──────── Exercise materials ────────

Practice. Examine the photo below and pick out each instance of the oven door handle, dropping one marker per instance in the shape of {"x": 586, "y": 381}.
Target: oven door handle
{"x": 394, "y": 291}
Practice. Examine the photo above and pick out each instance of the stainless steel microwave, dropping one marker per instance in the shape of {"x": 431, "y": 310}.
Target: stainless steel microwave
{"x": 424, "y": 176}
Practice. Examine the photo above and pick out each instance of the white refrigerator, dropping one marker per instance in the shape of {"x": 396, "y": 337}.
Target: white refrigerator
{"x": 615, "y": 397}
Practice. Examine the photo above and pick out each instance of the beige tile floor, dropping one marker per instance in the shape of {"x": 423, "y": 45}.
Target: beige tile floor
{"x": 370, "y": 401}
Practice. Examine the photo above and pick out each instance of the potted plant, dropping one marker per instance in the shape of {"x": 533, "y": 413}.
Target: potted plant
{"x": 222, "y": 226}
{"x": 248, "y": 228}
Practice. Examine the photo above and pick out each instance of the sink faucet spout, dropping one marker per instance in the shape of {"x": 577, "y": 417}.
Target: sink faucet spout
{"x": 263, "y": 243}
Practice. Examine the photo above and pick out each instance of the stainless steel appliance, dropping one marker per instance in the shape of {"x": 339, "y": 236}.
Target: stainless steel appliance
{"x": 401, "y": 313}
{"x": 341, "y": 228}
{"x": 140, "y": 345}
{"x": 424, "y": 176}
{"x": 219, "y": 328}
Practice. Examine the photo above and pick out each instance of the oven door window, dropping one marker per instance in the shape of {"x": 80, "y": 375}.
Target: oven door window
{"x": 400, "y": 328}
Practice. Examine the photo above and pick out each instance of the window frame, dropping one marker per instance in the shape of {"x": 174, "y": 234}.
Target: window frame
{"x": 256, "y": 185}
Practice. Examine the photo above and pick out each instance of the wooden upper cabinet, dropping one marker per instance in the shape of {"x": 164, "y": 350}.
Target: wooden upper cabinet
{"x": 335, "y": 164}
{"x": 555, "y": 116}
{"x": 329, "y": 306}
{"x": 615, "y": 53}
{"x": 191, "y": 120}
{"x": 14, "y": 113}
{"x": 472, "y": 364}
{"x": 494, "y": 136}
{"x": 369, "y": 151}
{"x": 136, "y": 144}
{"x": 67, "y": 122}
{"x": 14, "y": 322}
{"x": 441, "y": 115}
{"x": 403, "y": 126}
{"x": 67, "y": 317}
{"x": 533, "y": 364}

────────

#### Aim
Return the listing above verbatim, with every line unchanged and in its original order.

#### Output for this task
Practice. Examine the photo below and pick out each instance of the oven door handle, dropping one marker per instance in the shape of {"x": 586, "y": 381}.
Target: oven door handle
{"x": 394, "y": 291}
Practice. Examine the photo above and pick out each instance of the stainless steel microwave, dropping one marker per instance in the shape of {"x": 431, "y": 310}.
Target: stainless steel microwave
{"x": 424, "y": 176}
Practice. Examine the photo above and pick out each instance of the white refrigerator, dropping one marker per instance in the shape of {"x": 396, "y": 337}.
Target: white refrigerator
{"x": 615, "y": 397}
Practice. Examine the photo above and pick out each instance of the beige tile floor, dropping one marker per instance in the shape of {"x": 423, "y": 45}.
Target: beige tile floor
{"x": 370, "y": 401}
Practice. Examine the photo above and pick out each instance of the potted plant, dropping one marker per instance in the shape of {"x": 533, "y": 413}.
Target: potted plant
{"x": 222, "y": 226}
{"x": 248, "y": 228}
Practice. Examine the photo above and pick out each instance of the sink faucet spout, dropping one marker per instance in the shape of {"x": 577, "y": 417}.
Target: sink faucet spout
{"x": 263, "y": 243}
Practice. Examine the photo above and pick out each instance of the stainless steel appliance, dropping one marker per instance in the shape of {"x": 339, "y": 236}.
Target: stainless steel appliance
{"x": 401, "y": 313}
{"x": 341, "y": 228}
{"x": 140, "y": 345}
{"x": 424, "y": 176}
{"x": 219, "y": 328}
Practice. Examine the photo above and pick out each instance of the oven door window, dropping one marker per instance in the shape of {"x": 80, "y": 375}.
Target: oven door window
{"x": 400, "y": 328}
Practice. Examine the photo above and pick out each instance of the window frame, dropping one marker per instance in the shape of {"x": 174, "y": 234}.
Target: window frame
{"x": 256, "y": 185}
Practice. Examine the photo above and pick out each instance of the wooden upper cabinet, dropping one marker per instance in the shape of {"x": 164, "y": 350}.
Target: wooden upper cabinet
{"x": 335, "y": 164}
{"x": 555, "y": 116}
{"x": 329, "y": 306}
{"x": 615, "y": 53}
{"x": 191, "y": 120}
{"x": 14, "y": 113}
{"x": 472, "y": 364}
{"x": 494, "y": 136}
{"x": 369, "y": 151}
{"x": 136, "y": 144}
{"x": 67, "y": 122}
{"x": 14, "y": 322}
{"x": 441, "y": 115}
{"x": 403, "y": 126}
{"x": 67, "y": 317}
{"x": 533, "y": 364}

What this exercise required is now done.